**TASK BRIEF**. Copy the lines exactly, beginning at the first line of the records and ending after the line that contains "negative clicks: (151, 188)".

**RECORDS TO PROCESS**.
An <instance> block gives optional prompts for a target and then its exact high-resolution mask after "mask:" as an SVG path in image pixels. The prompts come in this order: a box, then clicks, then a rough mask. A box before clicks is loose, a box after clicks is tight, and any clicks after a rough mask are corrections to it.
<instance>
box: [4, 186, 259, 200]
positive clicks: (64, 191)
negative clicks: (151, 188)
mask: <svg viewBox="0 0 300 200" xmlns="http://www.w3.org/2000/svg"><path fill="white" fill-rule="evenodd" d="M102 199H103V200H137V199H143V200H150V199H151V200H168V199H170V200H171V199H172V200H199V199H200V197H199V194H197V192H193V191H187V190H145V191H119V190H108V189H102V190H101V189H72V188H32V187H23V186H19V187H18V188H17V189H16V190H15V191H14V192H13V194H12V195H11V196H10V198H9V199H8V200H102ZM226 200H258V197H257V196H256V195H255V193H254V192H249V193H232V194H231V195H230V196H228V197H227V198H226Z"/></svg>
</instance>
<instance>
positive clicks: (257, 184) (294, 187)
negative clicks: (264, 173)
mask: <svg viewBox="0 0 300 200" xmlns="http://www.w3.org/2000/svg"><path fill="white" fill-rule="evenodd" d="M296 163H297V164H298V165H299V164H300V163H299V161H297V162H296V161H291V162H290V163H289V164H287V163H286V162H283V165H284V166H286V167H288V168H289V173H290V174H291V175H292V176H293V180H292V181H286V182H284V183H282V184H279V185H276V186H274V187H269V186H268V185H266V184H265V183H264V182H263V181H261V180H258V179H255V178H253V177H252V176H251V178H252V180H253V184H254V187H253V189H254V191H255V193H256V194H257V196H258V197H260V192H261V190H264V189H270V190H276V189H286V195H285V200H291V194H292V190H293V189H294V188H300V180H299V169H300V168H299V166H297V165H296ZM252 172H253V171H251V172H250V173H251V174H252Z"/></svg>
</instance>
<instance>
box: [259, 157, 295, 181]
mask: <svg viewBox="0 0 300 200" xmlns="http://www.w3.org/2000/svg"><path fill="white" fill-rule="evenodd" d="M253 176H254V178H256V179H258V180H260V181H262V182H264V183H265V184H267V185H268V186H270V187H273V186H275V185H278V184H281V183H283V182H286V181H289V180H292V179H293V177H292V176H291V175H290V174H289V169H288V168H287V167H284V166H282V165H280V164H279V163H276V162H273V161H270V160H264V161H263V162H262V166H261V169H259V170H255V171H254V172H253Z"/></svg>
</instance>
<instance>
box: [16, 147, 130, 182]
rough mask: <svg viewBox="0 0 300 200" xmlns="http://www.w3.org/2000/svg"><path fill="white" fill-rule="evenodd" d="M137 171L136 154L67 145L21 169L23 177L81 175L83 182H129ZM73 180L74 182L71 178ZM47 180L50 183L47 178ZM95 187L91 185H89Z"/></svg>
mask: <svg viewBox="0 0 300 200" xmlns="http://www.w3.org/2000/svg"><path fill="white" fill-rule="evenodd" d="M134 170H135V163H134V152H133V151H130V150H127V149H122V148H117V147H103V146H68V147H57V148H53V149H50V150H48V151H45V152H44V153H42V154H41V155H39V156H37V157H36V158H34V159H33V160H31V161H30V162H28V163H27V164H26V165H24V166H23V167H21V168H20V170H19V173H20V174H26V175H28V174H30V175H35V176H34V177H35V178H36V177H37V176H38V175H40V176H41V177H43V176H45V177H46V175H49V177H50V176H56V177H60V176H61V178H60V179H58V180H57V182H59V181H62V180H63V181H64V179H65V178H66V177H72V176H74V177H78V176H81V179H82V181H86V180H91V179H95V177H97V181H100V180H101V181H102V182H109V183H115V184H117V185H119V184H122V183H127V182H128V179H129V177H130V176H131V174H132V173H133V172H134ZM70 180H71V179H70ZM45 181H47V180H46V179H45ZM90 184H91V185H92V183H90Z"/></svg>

**RESULT OF THE EXERCISE**.
An <instance> block gives optional prompts for a target and then its exact high-resolution mask after "mask:" as an SVG path in image pixels. The prompts come in this order: a box, then clicks, then a rough mask. A box before clicks is loose, a box after clicks is tight, and any clicks after a rough mask are corrections to it.
<instance>
box: [4, 186, 259, 200]
positive clicks: (64, 191)
negative clicks: (151, 188)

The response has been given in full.